_HOW TO COMPLETE THIS TASK:_
Copy exactly the lines of the data below that run from the line holding "Query: green field" through the line holding "Query: green t-shirt", both ends included.

_EXERCISE INPUT:_
········
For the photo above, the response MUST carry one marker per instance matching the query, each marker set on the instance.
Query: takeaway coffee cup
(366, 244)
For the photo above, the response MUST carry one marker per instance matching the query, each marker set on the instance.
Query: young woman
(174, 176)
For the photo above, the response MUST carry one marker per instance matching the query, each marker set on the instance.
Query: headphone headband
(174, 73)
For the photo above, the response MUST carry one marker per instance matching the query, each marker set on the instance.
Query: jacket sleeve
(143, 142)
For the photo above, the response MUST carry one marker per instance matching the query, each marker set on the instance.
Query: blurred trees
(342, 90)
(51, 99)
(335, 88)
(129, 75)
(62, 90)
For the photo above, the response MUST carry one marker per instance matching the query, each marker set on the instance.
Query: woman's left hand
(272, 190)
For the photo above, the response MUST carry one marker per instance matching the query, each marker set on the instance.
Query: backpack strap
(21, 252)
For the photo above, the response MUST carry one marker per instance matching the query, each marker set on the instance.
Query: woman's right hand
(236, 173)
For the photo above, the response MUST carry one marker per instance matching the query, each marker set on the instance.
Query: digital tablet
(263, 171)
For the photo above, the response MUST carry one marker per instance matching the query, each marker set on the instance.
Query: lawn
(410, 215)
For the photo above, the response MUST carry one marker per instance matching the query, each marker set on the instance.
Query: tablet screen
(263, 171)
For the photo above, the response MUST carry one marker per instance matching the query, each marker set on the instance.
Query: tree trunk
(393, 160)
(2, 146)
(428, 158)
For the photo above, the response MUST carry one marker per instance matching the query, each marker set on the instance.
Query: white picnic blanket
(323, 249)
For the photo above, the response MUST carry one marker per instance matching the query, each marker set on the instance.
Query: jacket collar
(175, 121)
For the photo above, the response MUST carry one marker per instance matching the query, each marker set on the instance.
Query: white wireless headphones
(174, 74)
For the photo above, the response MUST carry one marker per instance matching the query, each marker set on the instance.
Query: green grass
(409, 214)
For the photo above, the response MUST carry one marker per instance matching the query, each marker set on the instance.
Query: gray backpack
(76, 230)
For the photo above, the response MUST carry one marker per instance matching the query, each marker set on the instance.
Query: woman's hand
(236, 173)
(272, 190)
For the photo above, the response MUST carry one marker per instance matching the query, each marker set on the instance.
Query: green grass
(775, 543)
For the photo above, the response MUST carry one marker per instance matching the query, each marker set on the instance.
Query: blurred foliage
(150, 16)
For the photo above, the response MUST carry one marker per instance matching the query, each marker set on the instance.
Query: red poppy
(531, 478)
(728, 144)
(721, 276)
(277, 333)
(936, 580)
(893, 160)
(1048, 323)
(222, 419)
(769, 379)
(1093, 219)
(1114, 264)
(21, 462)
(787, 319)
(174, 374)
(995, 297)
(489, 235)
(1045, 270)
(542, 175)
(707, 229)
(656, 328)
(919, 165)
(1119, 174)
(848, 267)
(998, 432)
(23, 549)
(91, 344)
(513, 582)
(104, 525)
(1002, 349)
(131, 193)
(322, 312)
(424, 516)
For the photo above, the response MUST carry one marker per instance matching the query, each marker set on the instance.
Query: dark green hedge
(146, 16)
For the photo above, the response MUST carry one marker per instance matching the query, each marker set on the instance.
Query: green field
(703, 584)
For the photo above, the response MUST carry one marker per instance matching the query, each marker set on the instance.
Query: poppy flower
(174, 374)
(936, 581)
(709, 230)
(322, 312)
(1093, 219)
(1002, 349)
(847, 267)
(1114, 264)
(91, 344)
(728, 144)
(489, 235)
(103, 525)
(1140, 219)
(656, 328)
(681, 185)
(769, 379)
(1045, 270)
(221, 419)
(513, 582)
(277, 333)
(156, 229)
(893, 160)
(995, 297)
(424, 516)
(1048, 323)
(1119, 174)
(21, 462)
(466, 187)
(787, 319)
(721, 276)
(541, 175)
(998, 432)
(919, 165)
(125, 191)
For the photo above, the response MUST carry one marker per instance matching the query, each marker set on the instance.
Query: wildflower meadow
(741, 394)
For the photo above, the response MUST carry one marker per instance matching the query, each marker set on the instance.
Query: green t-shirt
········
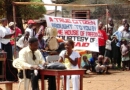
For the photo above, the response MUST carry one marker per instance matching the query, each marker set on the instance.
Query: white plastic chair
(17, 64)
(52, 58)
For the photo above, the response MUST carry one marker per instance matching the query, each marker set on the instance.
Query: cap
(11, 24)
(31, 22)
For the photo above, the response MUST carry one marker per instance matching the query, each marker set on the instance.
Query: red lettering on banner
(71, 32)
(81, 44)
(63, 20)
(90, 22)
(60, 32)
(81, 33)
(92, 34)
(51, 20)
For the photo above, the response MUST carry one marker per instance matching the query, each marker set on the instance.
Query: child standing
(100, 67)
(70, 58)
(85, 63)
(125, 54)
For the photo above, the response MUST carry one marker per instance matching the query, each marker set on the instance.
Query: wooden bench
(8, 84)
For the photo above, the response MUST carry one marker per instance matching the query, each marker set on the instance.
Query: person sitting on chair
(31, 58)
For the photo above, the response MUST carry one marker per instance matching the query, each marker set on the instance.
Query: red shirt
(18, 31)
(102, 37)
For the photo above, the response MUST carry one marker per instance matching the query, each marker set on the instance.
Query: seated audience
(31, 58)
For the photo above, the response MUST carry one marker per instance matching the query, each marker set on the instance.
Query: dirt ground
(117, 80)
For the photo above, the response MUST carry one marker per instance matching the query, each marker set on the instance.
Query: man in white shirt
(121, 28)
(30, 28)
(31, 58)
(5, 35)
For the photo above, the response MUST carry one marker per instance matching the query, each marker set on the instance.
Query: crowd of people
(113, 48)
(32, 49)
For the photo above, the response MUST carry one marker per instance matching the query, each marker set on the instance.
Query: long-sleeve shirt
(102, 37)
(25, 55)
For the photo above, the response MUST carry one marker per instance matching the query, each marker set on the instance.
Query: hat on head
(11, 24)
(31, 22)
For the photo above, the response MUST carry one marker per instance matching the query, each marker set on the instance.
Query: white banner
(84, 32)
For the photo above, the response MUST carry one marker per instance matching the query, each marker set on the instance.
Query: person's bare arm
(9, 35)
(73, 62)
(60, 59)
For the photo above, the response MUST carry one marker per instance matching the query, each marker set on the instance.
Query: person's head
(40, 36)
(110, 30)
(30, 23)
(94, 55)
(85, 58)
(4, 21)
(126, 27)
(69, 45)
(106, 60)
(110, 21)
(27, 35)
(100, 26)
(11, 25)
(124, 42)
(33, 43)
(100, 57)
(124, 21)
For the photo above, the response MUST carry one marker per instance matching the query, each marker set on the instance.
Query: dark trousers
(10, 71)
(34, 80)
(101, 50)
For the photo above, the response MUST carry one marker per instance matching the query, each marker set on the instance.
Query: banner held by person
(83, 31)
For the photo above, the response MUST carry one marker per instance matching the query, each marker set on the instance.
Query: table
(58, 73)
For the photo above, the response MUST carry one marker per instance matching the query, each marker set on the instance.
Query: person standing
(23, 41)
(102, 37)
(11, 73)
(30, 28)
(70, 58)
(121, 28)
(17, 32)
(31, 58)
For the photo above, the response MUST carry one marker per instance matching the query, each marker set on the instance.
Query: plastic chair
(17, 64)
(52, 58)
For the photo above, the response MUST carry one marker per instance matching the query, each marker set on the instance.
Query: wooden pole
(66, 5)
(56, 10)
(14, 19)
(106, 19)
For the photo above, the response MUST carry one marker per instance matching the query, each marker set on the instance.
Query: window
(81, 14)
········
_PROBLEM SOLUTION:_
Query: green field
(703, 584)
For the photo above, the response MUST carry one marker per instance matching the query, each marker set on the instance.
Query: poppy flower
(174, 374)
(936, 581)
(709, 230)
(322, 312)
(1093, 219)
(1002, 349)
(847, 267)
(1114, 264)
(91, 344)
(728, 144)
(489, 235)
(103, 525)
(1140, 219)
(656, 328)
(681, 185)
(769, 379)
(1045, 270)
(221, 419)
(513, 582)
(277, 333)
(156, 229)
(893, 160)
(995, 297)
(424, 516)
(1048, 323)
(1119, 174)
(21, 462)
(466, 187)
(787, 319)
(721, 276)
(541, 175)
(998, 432)
(919, 165)
(125, 191)
For the photo above, the response MUST carry one marker per instance matching the query, each marker set on the instance.
Query: wildflower meadow
(741, 394)
For the photo above, the response MUST carry one marker per instance matching the query, each marker set on the instance.
Query: green t-shirt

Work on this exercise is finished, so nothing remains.